**Excerpt provided:**
────────────────

The Big Sleep was published by Alfred A. Knopf on February 6, 1939. It introduced Philip Marlowe to the world and, in doing so, established the template for the American private eye novel that would dominate crime fiction for the next half century. Chandler was fifty years old at publication — a former oil executive who had been fired for alcoholism and had spent the previous five years writing pulp stories for Black Mask magazine. The novel he produced from that apprenticeship was immediately recognized as something more than genre fiction: it was literature.
The Novel
General Guy Sternwood, wheelchair-bound and dying in his hothouse of orchids, hires Marlowe to deal with a blackmailer who has compromising photographs of his younger daughter Carmen. The job should be simple. Nothing in Chandler is simple.
Marlowe’s investigation leads him through the strata of 1930s Los Angeles: from Sternwood’s Italianate mansion to the pornographic bookshop on Hollywood Boulevard, from Geiger’s elaborate death scene to Eddie Mars’s gambling house in Las Olindas, from the Sternwood oil wells (pumping money from the earth “as if it were an obscenity”) to the rain-soaked canyon where bodies accumulate.
The plot is famously convoluted — Chandler himself reportedly couldn’t explain who killed the chauffeur Owen Taylor. But the plot is not the point. The novel’s real subject is the moral geography of Los Angeles — a city where money corrupts everything it touches, where beauty conceals depravity, and where Marlowe’s stubborn, incorruptible decency is not a strength but a form of self-punishment.
Marlowe
Philip Marlowe is Chandler’s great creation — the knight errant in a world without honor. He is educated (he quotes Flaubert, owns chess sets, appreciates good architecture), physically tough but not invulnerable, morally serious in a way that makes him a perpetual outsider in a city defined by compromise. His code — help the helpless, keep your word, don’t steal — is simple. Living by it costs him everything: money, love, comfort, happiness.
Chandler described Marlowe as “a man fit for adventure” who “would not spoil a virgin” — a formula that sounds archaic but describes something real: a character whose integrity is absolute and whose loneliness is the price of that integrity.

────────────────

**Provided material:**
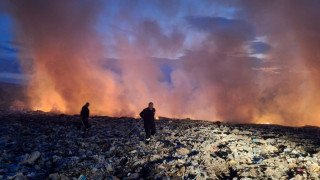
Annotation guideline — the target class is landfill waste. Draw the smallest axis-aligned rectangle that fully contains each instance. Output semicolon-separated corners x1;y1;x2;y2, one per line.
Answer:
0;110;320;180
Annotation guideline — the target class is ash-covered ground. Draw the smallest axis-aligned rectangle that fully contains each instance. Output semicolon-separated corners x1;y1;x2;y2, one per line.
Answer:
0;111;320;180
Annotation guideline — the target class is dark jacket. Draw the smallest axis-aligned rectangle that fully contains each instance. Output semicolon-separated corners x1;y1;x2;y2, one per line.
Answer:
140;108;156;125
80;106;89;119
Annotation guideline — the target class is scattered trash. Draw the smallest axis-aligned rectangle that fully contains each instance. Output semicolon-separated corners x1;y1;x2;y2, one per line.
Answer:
0;110;320;180
78;174;87;180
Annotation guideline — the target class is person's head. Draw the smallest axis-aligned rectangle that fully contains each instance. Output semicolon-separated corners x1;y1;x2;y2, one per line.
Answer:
148;102;153;109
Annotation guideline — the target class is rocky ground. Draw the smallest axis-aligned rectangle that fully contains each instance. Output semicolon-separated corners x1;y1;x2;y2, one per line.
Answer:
0;111;320;180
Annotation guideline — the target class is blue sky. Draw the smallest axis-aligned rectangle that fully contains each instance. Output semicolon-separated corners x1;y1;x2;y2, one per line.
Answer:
0;0;270;83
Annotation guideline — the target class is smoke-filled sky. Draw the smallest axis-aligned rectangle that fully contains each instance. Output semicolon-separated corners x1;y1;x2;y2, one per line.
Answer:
0;0;320;126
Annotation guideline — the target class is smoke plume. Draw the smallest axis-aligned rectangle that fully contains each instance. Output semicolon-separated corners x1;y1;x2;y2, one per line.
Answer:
4;0;320;126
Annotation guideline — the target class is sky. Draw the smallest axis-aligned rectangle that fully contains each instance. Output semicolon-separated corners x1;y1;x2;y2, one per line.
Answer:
0;0;320;126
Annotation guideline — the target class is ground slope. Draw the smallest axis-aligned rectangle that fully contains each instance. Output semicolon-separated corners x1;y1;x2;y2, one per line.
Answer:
0;111;320;179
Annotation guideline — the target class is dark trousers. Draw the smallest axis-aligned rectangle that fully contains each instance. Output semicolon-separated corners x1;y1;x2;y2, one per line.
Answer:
81;118;90;129
144;122;156;139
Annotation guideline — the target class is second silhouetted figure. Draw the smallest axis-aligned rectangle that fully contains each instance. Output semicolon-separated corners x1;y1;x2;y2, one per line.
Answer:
140;102;156;142
80;103;90;130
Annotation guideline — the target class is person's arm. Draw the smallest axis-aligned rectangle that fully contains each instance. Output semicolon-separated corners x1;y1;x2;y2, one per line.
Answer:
139;110;144;119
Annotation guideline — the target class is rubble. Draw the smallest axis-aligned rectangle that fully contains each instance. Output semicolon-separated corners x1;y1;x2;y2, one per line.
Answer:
0;111;320;180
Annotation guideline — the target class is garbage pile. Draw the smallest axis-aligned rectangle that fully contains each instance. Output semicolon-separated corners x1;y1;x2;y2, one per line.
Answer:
0;111;320;180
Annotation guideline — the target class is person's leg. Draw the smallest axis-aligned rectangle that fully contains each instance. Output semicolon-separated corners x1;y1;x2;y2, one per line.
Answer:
83;118;89;129
151;123;156;135
144;126;151;141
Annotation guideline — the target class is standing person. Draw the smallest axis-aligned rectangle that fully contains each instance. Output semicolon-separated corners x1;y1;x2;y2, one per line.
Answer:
140;102;156;143
80;102;90;130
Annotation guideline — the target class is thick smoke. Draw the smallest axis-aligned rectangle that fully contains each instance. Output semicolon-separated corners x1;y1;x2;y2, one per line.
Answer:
4;0;320;125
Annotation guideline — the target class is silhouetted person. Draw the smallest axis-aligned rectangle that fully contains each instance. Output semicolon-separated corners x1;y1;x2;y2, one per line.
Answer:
140;102;156;143
80;102;90;129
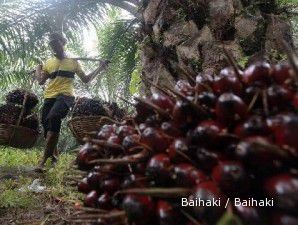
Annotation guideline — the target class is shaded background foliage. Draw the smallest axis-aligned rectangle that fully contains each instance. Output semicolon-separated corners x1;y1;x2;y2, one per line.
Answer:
0;0;298;151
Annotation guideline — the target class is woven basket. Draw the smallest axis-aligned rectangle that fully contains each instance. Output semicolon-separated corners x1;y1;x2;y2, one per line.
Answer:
0;124;39;148
68;116;105;144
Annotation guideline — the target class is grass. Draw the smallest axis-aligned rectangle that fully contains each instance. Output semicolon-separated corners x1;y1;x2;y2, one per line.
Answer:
0;148;82;224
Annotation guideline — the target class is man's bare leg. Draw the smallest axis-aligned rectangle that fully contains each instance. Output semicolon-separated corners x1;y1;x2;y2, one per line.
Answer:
39;131;59;168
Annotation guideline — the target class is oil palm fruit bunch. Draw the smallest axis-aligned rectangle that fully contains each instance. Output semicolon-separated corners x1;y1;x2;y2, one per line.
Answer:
73;97;108;116
6;89;38;110
76;59;298;225
108;102;125;120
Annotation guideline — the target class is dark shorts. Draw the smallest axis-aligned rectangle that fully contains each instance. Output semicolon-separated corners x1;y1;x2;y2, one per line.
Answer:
41;95;74;137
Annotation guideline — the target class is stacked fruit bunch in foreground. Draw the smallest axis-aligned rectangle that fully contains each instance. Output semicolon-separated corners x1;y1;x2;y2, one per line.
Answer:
73;97;124;119
76;62;298;225
0;89;39;130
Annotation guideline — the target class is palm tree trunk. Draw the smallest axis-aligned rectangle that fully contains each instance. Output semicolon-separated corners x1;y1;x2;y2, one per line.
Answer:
141;0;293;91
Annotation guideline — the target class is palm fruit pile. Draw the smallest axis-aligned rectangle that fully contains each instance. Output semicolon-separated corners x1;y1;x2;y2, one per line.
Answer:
6;89;38;110
0;89;39;130
73;97;124;120
74;62;298;225
108;102;125;120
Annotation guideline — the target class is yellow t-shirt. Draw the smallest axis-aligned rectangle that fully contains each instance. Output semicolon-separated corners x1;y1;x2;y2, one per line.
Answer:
43;57;83;98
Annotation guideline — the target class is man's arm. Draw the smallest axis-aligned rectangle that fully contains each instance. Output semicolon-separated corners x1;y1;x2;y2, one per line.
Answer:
35;65;49;85
77;61;109;83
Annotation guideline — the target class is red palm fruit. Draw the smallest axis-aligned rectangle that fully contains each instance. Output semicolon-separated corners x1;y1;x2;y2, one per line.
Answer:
213;67;242;95
212;161;249;196
234;205;263;225
84;191;98;208
78;177;91;194
196;148;220;171
139;123;148;132
243;62;272;85
87;172;104;190
132;162;147;174
146;154;172;186
173;163;207;187
107;135;121;145
266;114;285;132
243;86;263;109
272;64;292;85
151;93;174;113
198;91;217;108
175;80;194;96
141;127;170;152
266;85;293;109
215;93;248;125
156;200;182;225
274;114;298;152
264;173;298;213
167;138;189;162
188;120;223;148
161;122;182;137
122;194;155;225
122;134;141;150
116;125;136;139
234;116;269;138
188;181;226;224
100;178;121;195
235;136;285;173
270;212;298;225
97;192;113;210
97;125;116;140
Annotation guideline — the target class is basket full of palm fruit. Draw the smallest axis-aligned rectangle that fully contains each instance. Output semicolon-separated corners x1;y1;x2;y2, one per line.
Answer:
68;97;124;143
71;59;298;225
0;89;39;148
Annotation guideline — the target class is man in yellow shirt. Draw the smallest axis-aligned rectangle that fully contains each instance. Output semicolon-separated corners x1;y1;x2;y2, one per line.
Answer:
35;33;108;168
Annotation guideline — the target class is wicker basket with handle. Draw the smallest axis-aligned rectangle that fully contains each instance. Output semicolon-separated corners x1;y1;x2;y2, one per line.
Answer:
0;93;39;149
67;116;105;144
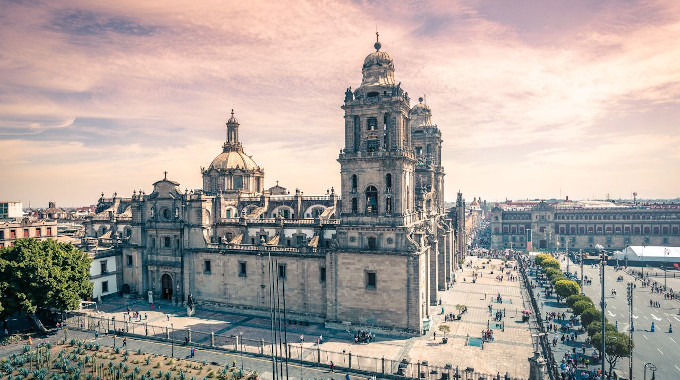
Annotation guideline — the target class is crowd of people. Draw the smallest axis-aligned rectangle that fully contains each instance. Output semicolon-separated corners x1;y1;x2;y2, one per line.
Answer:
354;330;375;343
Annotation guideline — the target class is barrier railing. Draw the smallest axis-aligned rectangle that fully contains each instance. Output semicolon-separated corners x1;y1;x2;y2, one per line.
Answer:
64;312;524;380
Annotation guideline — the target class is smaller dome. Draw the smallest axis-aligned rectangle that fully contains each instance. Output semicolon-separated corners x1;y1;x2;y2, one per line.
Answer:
363;51;394;70
209;150;260;171
227;108;238;124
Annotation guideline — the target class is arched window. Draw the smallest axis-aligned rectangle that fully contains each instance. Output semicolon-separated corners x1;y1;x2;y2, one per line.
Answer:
383;113;390;150
366;186;378;215
354;116;361;152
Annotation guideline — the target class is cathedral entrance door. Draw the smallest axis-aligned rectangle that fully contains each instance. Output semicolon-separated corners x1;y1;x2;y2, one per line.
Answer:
161;273;172;300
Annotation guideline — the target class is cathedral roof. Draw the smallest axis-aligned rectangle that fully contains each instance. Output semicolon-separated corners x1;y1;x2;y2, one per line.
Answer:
409;97;432;127
209;150;260;171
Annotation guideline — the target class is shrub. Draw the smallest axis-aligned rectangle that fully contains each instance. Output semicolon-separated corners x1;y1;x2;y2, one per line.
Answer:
581;306;600;329
566;294;593;307
571;300;595;315
555;280;581;298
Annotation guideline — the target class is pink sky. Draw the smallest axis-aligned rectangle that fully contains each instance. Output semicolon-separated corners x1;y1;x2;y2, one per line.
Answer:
0;0;680;206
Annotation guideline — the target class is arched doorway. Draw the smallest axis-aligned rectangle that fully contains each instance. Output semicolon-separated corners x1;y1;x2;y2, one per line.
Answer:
161;273;172;300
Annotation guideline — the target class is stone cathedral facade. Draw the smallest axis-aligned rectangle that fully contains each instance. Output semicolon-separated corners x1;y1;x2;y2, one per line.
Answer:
86;38;460;333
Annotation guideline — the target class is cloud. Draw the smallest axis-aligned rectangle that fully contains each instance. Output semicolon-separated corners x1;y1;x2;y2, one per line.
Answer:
0;0;680;203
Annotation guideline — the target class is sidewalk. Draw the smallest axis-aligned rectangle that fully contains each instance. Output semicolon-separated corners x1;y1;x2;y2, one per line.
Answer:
70;257;533;378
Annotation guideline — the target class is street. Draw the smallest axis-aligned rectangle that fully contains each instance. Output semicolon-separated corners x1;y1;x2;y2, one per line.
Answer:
562;257;680;379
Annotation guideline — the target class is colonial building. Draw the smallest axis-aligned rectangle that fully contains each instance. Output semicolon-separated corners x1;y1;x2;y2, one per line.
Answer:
87;35;457;333
491;200;680;251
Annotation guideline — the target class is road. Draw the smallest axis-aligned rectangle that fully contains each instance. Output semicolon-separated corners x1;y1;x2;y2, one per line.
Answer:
0;330;369;380
562;258;680;379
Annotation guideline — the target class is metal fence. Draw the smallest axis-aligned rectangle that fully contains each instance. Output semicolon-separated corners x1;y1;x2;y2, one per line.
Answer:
64;312;523;380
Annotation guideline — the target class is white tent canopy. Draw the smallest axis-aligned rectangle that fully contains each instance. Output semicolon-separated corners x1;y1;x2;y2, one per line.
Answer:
615;245;680;263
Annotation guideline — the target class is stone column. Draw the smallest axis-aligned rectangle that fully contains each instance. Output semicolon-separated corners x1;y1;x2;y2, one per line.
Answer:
529;351;547;380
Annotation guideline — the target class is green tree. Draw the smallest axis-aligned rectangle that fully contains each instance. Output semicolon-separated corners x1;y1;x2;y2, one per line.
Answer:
540;257;560;269
566;294;593;307
555;280;581;298
581;306;600;328
571;300;595;315
586;321;618;339
0;239;92;329
593;328;634;379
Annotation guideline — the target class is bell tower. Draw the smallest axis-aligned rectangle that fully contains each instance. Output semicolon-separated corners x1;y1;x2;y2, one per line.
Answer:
338;33;415;226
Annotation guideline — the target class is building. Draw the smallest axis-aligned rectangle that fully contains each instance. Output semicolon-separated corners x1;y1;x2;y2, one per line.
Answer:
0;202;24;220
490;200;680;251
0;218;57;248
86;36;457;333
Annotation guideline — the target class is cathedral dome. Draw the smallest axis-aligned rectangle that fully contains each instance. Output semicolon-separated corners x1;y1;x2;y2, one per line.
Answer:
362;51;394;70
209;150;260;171
409;97;432;128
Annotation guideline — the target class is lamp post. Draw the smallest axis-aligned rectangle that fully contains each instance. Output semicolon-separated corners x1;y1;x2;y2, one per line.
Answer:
644;363;656;380
663;248;670;292
595;244;607;376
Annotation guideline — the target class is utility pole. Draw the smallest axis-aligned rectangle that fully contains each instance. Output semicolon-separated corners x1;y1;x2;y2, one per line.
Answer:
627;282;635;379
581;248;585;294
595;244;607;377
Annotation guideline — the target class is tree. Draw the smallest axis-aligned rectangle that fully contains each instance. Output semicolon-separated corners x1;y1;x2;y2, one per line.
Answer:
566;294;593;307
545;268;563;279
593;327;634;379
571;300;595;315
581;306;600;328
540;257;560;269
555;280;581;298
586;321;619;339
0;239;92;329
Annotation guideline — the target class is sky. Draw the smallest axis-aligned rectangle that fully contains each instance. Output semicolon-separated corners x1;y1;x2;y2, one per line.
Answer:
0;0;680;207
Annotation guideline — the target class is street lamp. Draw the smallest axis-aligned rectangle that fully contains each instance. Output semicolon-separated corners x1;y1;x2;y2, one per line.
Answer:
663;248;671;292
644;363;656;380
595;244;607;376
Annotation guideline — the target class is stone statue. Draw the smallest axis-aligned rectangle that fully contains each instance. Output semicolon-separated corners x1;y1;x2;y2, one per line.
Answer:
345;86;354;102
187;293;196;317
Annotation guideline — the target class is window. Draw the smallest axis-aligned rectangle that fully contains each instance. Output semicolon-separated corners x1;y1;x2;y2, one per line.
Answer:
366;272;377;289
319;267;326;283
366;117;378;131
233;175;243;189
368;236;378;250
354;116;361;152
366;186;378;215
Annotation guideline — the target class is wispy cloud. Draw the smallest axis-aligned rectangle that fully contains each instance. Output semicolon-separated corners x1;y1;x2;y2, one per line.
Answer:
0;0;680;204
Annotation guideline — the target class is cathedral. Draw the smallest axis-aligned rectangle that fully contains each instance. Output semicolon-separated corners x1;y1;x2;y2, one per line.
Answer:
86;35;460;334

────────────────

**Problems to work on:**
(a) In the passage about The Big Sleep, what magazine had Chandler been writing pulp stories for before the novel came out?
(b) Echo the stretch of the passage about The Big Sleep from "Marlowe’s investigation leads" through "form of self-punishment.", word for word.

**Answers to this exercise:**
(a) Black Mask magazine.

(b)
Marlowe’s investigation leads him through the strata of 1930s Los Angeles: from Sternwood’s Italianate mansion to the pornographic bookshop on Hollywood Boulevard, from Geiger’s elaborate death scene to Eddie Mars’s gambling house in Las Olindas, from the Sternwood oil wells (pumping money from the earth “as if it were an obscenity”) to the rain-soaked canyon where bodies accumulate.
The plot is famously convoluted — Chandler himself reportedly couldn’t explain who killed the chauffeur Owen Taylor. But the plot is not the point. The novel’s real subject is the moral geography of Los Angeles — a city where money corrupts everything it touches, where beauty conceals depravity, and where Marlowe’s stubborn, incorruptible decency is not a strength but a form of self-punishment.